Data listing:
_____

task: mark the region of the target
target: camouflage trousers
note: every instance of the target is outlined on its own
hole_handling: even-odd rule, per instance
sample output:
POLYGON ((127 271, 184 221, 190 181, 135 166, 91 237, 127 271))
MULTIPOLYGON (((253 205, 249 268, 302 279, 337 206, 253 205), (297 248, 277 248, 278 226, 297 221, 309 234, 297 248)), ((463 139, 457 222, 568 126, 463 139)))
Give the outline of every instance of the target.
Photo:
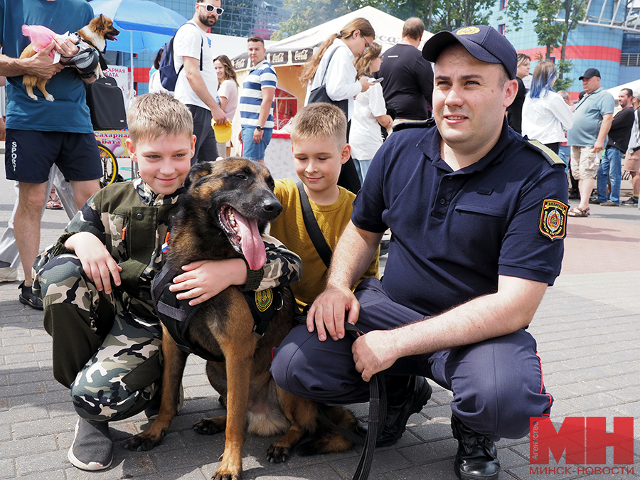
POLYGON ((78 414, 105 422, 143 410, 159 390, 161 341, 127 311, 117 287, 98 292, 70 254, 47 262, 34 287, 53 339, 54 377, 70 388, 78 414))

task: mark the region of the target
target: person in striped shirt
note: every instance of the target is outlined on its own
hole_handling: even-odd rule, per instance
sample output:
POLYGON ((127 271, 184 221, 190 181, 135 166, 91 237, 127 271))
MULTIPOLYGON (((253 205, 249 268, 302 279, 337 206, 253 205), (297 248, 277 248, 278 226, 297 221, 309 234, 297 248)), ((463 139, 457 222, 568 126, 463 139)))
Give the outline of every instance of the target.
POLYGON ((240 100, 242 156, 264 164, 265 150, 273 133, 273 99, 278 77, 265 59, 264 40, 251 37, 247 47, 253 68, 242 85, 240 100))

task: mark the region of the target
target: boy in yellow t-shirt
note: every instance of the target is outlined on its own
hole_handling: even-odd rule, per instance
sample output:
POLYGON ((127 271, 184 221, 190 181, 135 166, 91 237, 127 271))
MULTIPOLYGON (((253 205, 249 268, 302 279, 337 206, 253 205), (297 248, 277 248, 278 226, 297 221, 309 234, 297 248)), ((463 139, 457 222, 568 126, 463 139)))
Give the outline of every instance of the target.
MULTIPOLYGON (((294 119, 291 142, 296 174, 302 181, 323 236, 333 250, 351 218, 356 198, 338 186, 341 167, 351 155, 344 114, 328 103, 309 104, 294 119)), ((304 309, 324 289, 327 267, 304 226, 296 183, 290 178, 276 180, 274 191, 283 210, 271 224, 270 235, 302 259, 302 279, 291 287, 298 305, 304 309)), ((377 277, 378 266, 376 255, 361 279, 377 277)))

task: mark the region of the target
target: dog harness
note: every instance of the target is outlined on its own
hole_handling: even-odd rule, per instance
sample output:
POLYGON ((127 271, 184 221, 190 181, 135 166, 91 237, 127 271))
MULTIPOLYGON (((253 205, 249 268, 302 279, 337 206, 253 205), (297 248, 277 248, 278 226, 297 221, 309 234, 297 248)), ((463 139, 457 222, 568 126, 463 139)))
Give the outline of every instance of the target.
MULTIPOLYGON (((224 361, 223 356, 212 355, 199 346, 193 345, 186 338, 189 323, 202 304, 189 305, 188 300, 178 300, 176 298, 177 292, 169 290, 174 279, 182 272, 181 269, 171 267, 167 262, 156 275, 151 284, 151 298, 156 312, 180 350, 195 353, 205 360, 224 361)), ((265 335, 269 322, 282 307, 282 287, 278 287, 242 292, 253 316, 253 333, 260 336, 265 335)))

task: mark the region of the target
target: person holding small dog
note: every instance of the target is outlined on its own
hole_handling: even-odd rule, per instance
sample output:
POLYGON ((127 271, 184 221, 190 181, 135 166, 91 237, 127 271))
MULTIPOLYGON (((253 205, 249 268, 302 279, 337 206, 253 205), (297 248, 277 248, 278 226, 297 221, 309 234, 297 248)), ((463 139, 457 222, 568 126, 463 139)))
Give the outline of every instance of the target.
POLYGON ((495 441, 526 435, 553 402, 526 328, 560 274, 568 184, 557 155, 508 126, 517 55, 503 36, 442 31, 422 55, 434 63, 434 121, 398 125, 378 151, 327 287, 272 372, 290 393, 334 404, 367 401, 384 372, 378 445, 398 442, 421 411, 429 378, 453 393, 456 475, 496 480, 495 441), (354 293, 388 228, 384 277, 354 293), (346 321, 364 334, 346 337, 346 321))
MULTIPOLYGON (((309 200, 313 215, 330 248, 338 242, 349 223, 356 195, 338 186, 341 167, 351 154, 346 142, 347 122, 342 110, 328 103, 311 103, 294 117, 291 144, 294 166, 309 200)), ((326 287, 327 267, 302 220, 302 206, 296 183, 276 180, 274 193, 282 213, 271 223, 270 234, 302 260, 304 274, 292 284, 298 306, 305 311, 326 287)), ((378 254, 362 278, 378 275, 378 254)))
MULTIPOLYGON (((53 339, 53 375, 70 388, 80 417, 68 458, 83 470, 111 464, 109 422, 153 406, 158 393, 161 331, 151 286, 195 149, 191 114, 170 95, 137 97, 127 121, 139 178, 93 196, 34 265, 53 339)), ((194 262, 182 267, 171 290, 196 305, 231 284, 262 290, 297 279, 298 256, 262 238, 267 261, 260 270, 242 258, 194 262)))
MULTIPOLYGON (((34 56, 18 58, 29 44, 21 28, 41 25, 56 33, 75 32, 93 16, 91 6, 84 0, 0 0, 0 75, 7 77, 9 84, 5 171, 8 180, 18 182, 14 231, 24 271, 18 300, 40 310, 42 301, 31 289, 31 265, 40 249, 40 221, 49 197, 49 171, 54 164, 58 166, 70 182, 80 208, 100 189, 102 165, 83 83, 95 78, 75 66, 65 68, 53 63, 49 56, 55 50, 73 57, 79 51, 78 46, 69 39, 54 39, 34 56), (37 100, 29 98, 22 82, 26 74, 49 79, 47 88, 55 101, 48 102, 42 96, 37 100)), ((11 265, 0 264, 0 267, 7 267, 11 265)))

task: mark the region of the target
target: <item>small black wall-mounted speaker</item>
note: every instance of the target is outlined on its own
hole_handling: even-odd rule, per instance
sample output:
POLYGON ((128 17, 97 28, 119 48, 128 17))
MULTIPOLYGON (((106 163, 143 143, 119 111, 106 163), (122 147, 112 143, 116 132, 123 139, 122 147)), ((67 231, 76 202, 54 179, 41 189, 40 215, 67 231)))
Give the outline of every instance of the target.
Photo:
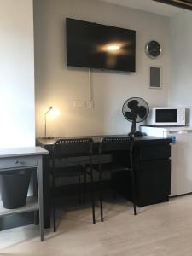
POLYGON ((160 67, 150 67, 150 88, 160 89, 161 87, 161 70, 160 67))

_____

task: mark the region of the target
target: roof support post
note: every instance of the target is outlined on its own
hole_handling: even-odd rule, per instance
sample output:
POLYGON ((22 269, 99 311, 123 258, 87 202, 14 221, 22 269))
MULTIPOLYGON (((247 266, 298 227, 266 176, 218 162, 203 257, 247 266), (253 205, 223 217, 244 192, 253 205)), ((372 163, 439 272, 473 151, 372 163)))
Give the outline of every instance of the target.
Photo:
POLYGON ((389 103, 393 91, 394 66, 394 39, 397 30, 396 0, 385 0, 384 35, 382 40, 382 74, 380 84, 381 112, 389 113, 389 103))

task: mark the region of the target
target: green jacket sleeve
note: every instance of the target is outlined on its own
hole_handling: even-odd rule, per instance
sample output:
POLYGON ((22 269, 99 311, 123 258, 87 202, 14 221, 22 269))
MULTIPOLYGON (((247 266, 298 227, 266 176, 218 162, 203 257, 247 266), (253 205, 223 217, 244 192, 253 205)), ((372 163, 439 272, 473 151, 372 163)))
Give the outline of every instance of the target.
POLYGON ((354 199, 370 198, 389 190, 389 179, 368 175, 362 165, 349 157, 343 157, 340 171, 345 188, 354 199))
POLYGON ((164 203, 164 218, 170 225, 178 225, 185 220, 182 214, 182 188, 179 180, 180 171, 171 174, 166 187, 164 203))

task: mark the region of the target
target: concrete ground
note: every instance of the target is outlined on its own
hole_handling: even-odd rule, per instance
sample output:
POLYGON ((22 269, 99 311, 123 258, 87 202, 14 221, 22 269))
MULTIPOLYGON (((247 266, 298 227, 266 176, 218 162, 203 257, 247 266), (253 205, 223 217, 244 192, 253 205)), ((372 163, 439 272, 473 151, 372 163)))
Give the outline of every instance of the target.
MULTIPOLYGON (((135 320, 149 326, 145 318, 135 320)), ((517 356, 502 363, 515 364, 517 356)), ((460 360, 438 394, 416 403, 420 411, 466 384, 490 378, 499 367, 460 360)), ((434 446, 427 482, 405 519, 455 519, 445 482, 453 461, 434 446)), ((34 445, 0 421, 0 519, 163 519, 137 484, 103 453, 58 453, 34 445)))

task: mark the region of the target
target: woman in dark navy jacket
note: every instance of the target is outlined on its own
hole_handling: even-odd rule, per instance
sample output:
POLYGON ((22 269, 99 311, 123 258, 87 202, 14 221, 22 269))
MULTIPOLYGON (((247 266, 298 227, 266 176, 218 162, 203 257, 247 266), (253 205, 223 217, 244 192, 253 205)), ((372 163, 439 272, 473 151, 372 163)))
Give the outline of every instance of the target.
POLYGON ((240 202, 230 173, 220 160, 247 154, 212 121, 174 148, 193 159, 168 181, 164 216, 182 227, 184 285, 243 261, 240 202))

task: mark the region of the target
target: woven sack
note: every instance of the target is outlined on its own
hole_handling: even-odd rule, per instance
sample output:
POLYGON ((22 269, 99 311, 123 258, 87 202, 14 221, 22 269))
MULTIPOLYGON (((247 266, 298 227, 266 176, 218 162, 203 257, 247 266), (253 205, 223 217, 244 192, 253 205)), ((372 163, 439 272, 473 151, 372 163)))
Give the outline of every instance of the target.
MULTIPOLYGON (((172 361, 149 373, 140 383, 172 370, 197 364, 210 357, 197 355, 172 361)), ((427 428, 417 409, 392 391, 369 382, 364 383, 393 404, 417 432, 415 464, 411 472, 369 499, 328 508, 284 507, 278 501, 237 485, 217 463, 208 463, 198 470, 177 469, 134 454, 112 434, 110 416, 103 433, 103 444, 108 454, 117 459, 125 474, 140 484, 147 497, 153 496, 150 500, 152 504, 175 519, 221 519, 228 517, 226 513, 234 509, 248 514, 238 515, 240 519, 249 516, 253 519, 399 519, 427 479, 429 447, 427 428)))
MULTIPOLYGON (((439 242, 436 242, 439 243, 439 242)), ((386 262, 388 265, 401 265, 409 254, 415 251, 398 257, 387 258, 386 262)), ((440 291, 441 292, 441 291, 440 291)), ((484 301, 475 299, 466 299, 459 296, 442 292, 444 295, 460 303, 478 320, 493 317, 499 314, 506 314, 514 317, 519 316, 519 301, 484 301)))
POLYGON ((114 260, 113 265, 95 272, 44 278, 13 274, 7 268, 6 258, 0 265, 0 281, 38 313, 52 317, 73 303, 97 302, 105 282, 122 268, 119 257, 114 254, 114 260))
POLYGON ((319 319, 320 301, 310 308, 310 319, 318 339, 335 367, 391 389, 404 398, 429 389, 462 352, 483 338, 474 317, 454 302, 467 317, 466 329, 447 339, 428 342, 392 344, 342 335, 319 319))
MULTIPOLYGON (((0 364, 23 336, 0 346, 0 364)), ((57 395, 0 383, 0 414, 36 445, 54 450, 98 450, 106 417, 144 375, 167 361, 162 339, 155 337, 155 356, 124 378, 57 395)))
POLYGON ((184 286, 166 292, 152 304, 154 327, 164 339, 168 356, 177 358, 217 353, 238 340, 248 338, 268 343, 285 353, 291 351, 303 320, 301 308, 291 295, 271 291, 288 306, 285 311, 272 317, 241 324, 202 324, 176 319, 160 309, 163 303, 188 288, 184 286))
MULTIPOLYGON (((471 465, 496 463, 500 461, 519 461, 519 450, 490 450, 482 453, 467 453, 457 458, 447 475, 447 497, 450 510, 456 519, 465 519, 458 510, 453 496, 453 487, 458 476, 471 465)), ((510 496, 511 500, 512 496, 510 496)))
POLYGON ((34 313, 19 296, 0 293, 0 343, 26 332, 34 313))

_____

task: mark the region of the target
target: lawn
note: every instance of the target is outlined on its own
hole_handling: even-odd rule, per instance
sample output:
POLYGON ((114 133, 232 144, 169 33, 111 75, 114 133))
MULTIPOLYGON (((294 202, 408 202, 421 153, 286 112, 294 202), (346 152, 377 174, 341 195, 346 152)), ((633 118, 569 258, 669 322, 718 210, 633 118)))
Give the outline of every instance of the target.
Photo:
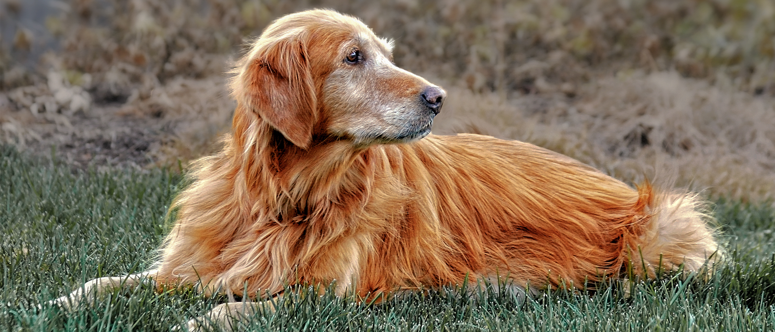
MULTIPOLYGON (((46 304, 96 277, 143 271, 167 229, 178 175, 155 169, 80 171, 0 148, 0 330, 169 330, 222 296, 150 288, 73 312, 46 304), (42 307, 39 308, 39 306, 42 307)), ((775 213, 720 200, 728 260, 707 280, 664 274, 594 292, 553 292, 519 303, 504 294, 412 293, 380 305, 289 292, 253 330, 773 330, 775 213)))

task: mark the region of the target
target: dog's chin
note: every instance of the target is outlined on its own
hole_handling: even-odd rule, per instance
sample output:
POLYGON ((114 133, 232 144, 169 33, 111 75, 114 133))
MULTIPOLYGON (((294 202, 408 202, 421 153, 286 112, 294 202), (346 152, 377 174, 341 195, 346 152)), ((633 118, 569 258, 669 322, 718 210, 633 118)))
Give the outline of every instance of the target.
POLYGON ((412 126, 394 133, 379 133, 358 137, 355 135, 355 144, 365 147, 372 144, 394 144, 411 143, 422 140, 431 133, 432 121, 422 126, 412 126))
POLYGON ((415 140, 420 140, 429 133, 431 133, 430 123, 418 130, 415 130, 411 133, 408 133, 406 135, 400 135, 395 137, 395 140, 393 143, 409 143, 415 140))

_____

→ **Task objective**
If you tally the lines of the listing above that contain the string "jacket", what count do you get? Reply with the number alone.

→ **Exercise output**
2